Anfrage = Gib aus dem Forenthread über Joda DateTime in Wicket den Abschnitt zwischen „## caleb (1.“ und „im Pom referenzierst.“ wörtlich wieder, beide Stellen eingeschlossen.

Bereitgestellter Text =
= = = = =
# Joda DateTime in Wicket



## Mehrlin (31. Mai 2012)

Guten Morgen Leute,
ich hab da mal wieder ein kleines Problemchen^^
hab natürlich auch schon danach gegoogelt!! aber des bringt mich leider nicht weiter.

hier mein Problem:
bei dem Versuch eine Joda DateTime in eine Wicket Listview zu packen erscheint folgender Fehler
-->
WicketMessage: Can't instantiate page using constructor public de.jme.basis.web.anwendung.pages.Seite1()

Root cause:

java.lang.ClassNotFoundException: org.joda.time.DateTime
at org.apache.catalina.loader.WebappClassLoader.loadClass(WebappClassLoader.java:1678)
at org.apache.catalina.loader.WebappClassLoader.loadClass(WebappClassLoader.java:1523)
at de.jme.holidays.calculator.HolidaysOfYear_Germany.<init>(HolidaysOfYear_Germany.java:73)
at de.jme.holidays.calculator.Holidays.getHolidaysFromGermany(Holidays.java:149)
at de.jme.holidays.calculator.Holidays.getHolidays(Holidays.java:122)
at de.jme.basis.web.anwendung.pages.Seite1.<init>(Seite1.java:28)
<----

Das mit dem falschen Konstruktor ist meines Erachtens völliger Schmarn??!!

habt ihr da Erfahrung mit Joda DateTime in Wicket??
wäre schön wenn mir da jemand weiterhelfen könnte

Gruß Mehrlin


----------



## turtle (31. Mai 2012)

> java.lang.ClassNotFoundException: org.joda.time.DateTime



Die JAR, wahrscheinlich joda-time-2.1.jar, ist unter WEB-INF/lib zu finden?


----------



## Mehrlin (31. Mai 2012)

also hab ich die joda-time-2.1.jar im falschen Unterverzeichnis?


----------



## Mehrlin (31. Mai 2012)

turtle hat gesagt.:


> Die JAR, wahrscheinlich joda-time-2.1.jar, ist unter WEB-INF/lib zu finden?


nein da ist sie nicht drinn


----------



## Mehrlin (31. Mai 2012)

Eclipse will die da i-wie nicht haben.....?? unter Build Path gehts nicht und auf wenn ichs im workspace einbinde interessiert es eclipse nicht...es wird einfach ignoriert


----------



## caleb (1. Jun 2012)

Wie schon Turtle richtig bemerkte, das ist weder ein Joda noch ein Wicketproblem, sondern deine Lib fehlte eben im WEB-INF/lib im resultierenden War.

Mit Maven könntest Du das Problem elegant lösen, indem du die Library im Pom referenzierst. 

Bsp pom.xml: 

[XML]
<project xmlns="http://maven.apache.org/POM/4.0.0" xmlns:xsi="http://www.w3.org/2001/XMLSchema-instance"
= = = = =
Datenauszug =
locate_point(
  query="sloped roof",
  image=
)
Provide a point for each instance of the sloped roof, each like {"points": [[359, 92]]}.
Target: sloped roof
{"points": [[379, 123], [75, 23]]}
= = = = =
Gelöste Aufgabe =
## caleb (1. Jun 2012)

Wie schon Turtle richtig bemerkte, das ist weder ein Joda noch ein Wicketproblem, sondern deine Lib fehlte eben im WEB-INF/lib im resultierenden War.

Mit Maven könntest Du das Problem elegant lösen, indem du die Library im Pom referenzierst.